Tasks to complete:
**a)** Answer these questions from the opinion piece on a Clarence Thomas statue:
(i) Where on state property do Georgia leaders want to put the statue?
(ii) In what year did Anita Hill make her allegations?
(iii) What did State Sen. Emanuel Jones call Thomas?
**b)** In the opinion piece on a Clarence Thomas statue, reproduce word for word everything from "State Sen. Emanuel" down to "to white people.".

Selected passage:
----------------
The state of Georgia should enthusiastically vote to erect a statue honoring Justice Clarence Thomas and his life of service.


Local leaders and state elected officials of Georgia rightly want to honor Supreme Court Justice Clarence Thomas with a statue on the state Capitol grounds to celebrate a native son who was born into poverty during segregation and now serves on the Supreme Court and is its most influential member. But because Justice Thomas is a principled black conservative, he triggers many Democrats into a rage, exposing their racism. Every Democrat state senator voted against authorizing this statute, and all their arguments opposing it are false. 

Democrats claim Thomas’ views on issues are anathema to the black community. They say Anita Hill’s 1991 allegations of sexual harassment are disqualifying and complain that Thomas has failed to recuse himself from certain cases. And they insist it’s not appropriate to honor someone with a statue while they are living.

State Sen. Emanuel Jones made news last week by despicably calling Thomas an “Uncle Tom” because of his views and decisions that, according to Jones, betray his fellow black men to white people.
----------------
Record extracts:

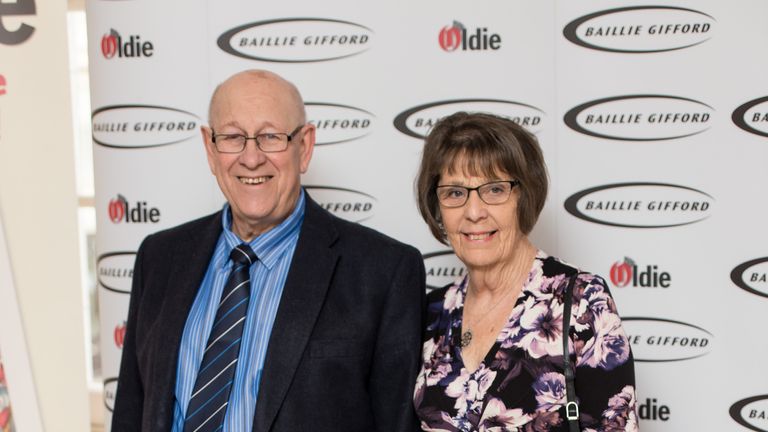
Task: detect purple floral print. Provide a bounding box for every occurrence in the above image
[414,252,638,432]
----------------
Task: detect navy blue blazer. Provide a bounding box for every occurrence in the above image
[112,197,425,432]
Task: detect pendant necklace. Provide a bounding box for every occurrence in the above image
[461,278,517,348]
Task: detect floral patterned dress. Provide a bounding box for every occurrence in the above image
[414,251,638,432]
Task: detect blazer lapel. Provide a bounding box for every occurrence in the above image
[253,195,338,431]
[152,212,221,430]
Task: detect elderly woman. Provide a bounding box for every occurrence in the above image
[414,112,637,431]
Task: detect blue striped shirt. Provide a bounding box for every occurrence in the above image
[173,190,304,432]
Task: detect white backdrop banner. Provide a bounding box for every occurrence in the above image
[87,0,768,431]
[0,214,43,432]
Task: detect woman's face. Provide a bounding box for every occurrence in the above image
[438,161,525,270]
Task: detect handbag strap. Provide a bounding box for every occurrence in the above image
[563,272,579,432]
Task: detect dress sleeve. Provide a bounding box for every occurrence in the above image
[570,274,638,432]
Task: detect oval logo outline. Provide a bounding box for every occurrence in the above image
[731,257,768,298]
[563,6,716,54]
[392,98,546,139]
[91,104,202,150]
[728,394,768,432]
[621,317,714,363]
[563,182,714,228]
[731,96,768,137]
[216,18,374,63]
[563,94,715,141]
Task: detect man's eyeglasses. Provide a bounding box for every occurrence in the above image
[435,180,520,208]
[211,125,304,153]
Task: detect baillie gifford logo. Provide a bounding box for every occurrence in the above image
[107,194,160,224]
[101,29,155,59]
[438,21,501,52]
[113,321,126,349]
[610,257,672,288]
----------------
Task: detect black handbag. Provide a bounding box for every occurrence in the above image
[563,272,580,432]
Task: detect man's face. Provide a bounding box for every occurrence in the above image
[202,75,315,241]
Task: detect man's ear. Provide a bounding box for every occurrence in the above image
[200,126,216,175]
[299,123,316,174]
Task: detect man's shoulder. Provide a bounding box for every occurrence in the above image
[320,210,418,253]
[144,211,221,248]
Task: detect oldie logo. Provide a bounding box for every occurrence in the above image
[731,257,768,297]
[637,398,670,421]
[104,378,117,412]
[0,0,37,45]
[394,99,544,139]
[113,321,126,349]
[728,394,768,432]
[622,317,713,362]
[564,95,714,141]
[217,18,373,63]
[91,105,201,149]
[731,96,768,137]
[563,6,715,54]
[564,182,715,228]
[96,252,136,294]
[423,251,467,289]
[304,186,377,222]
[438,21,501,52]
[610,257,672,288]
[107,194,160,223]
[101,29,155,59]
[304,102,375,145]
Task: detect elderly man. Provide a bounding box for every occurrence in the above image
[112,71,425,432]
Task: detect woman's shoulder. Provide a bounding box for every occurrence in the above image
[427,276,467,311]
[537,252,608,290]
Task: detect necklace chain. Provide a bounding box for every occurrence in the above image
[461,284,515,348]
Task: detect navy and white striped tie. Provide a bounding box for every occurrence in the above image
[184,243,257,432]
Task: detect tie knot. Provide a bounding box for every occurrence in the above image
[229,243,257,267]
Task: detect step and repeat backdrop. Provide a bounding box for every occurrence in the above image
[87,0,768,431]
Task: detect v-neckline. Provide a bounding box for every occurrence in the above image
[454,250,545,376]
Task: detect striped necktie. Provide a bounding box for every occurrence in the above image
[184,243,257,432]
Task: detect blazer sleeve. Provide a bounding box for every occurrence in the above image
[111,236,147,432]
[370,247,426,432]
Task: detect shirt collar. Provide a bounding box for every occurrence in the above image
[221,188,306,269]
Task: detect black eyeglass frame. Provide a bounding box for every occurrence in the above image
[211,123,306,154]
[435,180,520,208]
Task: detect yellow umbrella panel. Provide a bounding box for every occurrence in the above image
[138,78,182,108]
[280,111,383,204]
----------------
Solutions per task:
**a)**
(i) On the state Capitol grounds.
(ii) 1991.
(iii) An "Uncle Tom."

**b)**
State Sen. Emanuel Jones made news last week by despicably calling Thomas an “Uncle Tom” because of his views and decisions that, according to Jones, betray his fellow black men to white people.